> _Tasks_:
1. In the mailing list message about Raku arrays, who supplied the solution in the earlier "Extra . needed" conversation?
2. Copy the part of the mailing list message between "Just a short" and "Best, Bill.", inclusive.

> _Text to read_:
'''

Hi Brian (and Bruce),

Just a short note to say that we had a conversation entitled "Extra .
needed" on this mailing list a few weeks ago, for which the solution
(per Brad Gilbert) was a sort of "double-dereferencing" (for lack of a
better terminology):

https://www.nntp.perl.org/group/perl.perl6.users/2021/01/msg9605.html

To my eyes there seems to be a (possibly distant) relationship between
Brian's issue and Richard's issue from a few weeks ago. Anyone care to
comment? And is there a unifying principle that can be distilled
out...to help new (and not-so-new) users?

Best, Bill.



On Tue, Jan 19, 2021 at 12:27 PM Bruce Gray <robertbrucegr...@gmail.com> wrote:
>
>
>
> > On Jan 19, 2021, at 12:18 PM, Brian Duggan <bdug...@matatu.org> wrote:
> >
> > Hi Folks,
> >
> > I ran into this situation today, which seems counterintuitive:
> >
> > my @one = 1,2,3;
> > my @two = 4,5,6;
> > my @both = @one,@two;
> > my @first = @both[0];
> > say @one.raku;
> > say @first.raku;
> >
> > output:
> >
> >       [1, 2, 3]
> >       [[1, 2, 3],]
> >
> > I was expecting @first and @one to be the same.
>
> I agree that @first not equalling @one is a bit counterintuitive, since the 
> formation of @both as a two-element array, and the extraction of its first 
> element, seems to be exact opposite operations.
> In fact, let’s make it even more exactly opposite:
>         my @one = 1,2,3;
>         my @both;
>         @both[0] = @one;        # Stuff it into first element
>         my @first = @both[0];  # Yank it out of first element
>         say @one.raku;
>         say @first.raku;
> This produces the same output as your original code, even though the two 
> commented lines appear to cancel (like in algebra) to produce an identical 
> result.

'''

> _Data supplied_:
'''

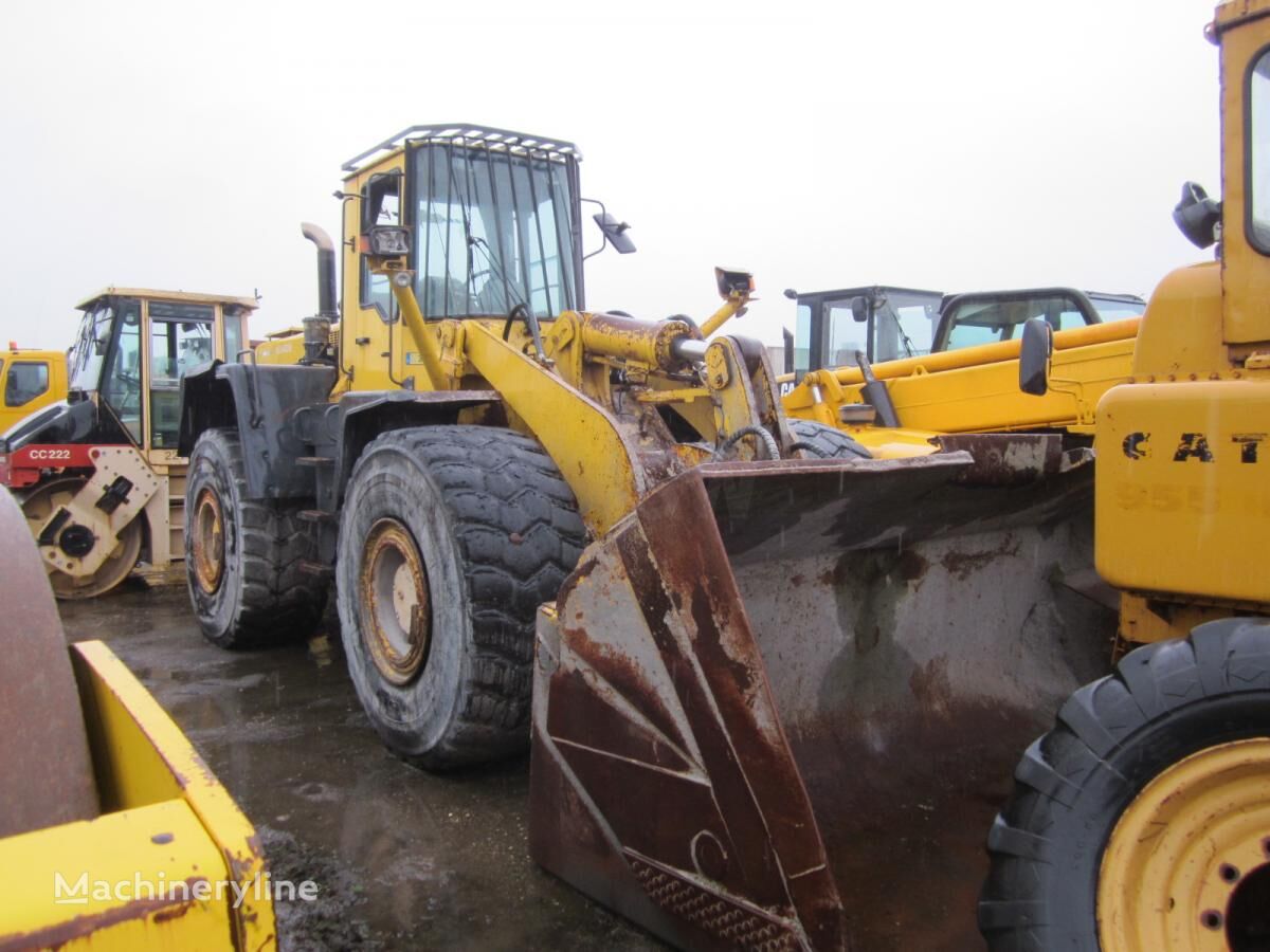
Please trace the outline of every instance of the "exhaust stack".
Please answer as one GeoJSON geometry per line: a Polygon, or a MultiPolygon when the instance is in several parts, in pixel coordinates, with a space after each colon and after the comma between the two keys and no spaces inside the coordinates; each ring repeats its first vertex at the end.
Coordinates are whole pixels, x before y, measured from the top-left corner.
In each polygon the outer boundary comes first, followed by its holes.
{"type": "Polygon", "coordinates": [[[312,222],[300,222],[300,231],[318,245],[318,316],[335,320],[335,245],[325,228],[312,222]]]}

'''

> _Answers below_:
1. Brad Gilbert

2.
Just a short note to say that we had a conversation entitled "Extra .
needed" on this mailing list a few weeks ago, for which the solution
(per Brad Gilbert) was a sort of "double-dereferencing" (for lack of a
better terminology):

https://www.nntp.perl.org/group/perl.perl6.users/2021/01/msg9605.html

To my eyes there seems to be a (possibly distant) relationship between
Brian's issue and Richard's issue from a few weeks ago. Anyone care to
comment? And is there a unifying principle that can be distilled
out...to help new (and not-so-new) users?

Best, Bill.